Source extract:
────────
5 leading practices for data lakes

June 1, 2016

by and


The right approach to data lakes is essential to ensure you get the most useful insights from your massive data stores.

Mars’ surface is dotted with depressions that may have once held lakes, captivating scientists who can study the areas to find clues to the planet’s history. A new form of lake is emerging on earth, and instead of water, it holds pools of data that provide data scientists with rich beds of fodder that can sharpen and speed executive decisions.

Yet as more companies start to use data lakes, the right approach is essential or transformative insights sink like stones beneath the murk of a data swamp. These five best practices can help you capitalize on the opportunity:

Take a business-centric approach

Many businesses dive in without a strategic perspective, which leads to mistakes and mismatched priorities. Start with a business-centric—and importantly, value-based iterative—approach to drive the lake architecture, design, and implementation. Ask these questions to help to ensure your data lake has a business-centric operating model:

  • How will the data lake create and capture value?
────────
Data records:
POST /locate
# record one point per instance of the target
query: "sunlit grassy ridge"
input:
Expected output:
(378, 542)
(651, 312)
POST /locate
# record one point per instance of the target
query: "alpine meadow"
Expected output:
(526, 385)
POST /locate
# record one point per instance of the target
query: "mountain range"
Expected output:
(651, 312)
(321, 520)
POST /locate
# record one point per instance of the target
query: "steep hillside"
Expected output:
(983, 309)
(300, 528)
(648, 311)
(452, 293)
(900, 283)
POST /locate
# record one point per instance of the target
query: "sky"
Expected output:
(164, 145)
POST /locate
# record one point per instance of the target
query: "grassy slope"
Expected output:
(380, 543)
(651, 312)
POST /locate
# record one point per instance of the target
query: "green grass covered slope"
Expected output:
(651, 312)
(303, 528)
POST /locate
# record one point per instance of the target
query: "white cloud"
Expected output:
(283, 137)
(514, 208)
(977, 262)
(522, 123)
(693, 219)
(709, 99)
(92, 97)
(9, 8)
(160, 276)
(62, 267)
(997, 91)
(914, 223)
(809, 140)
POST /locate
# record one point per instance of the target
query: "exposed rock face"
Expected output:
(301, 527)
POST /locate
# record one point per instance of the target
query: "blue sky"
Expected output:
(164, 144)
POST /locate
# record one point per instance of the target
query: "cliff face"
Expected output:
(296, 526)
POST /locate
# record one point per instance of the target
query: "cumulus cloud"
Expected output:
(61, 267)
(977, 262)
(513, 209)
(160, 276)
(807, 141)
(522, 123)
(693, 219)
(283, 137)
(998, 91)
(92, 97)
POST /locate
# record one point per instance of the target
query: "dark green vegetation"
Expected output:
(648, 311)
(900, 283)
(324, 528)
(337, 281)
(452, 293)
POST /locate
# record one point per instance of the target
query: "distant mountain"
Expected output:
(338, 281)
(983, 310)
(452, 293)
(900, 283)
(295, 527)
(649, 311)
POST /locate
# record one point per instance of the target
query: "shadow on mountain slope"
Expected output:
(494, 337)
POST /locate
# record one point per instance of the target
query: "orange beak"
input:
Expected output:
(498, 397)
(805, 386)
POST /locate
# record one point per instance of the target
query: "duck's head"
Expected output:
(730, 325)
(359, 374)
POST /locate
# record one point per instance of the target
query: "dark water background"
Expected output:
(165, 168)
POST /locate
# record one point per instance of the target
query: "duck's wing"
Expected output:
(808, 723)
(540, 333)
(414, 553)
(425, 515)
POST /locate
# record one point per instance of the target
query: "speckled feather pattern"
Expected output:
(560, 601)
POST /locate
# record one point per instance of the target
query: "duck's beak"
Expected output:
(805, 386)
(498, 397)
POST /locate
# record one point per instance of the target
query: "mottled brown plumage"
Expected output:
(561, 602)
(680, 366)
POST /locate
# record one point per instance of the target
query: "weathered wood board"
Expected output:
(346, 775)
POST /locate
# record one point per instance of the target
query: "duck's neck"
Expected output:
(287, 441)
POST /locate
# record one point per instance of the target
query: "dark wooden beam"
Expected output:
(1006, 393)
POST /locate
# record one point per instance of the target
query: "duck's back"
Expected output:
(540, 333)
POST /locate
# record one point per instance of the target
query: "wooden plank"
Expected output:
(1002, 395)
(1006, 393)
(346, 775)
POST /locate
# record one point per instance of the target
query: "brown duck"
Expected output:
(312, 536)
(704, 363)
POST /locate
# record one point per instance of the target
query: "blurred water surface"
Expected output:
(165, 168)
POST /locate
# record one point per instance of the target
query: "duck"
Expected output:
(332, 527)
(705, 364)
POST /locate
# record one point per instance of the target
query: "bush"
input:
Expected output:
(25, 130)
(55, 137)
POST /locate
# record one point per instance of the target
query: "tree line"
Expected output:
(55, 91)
────────
Requirement: Return the entire data lakes article word for word, with nothing changed. The rows have nothing to do with what comes next.

Answer:
5 leading practices for data lakes

June 1, 2016

by and


The right approach to data lakes is essential to ensure you get the most useful insights from your massive data stores.

Mars’ surface is dotted with depressions that may have once held lakes, captivating scientists who can study the areas to find clues to the planet’s history. A new form of lake is emerging on earth, and instead of water, it holds pools of data that provide data scientists with rich beds of fodder that can sharpen and speed executive decisions.

Yet as more companies start to use data lakes, the right approach is essential or transformative insights sink like stones beneath the murk of a data swamp. These five best practices can help you capitalize on the opportunity:

Take a business-centric approach

Many businesses dive in without a strategic perspective, which leads to mistakes and mismatched priorities. Start with a business-centric—and importantly, value-based iterative—approach to drive the lake architecture, design, and implementation. Ask these questions to help to ensure your data lake has a business-centric operating model:

  • How will the data lake create and capture value?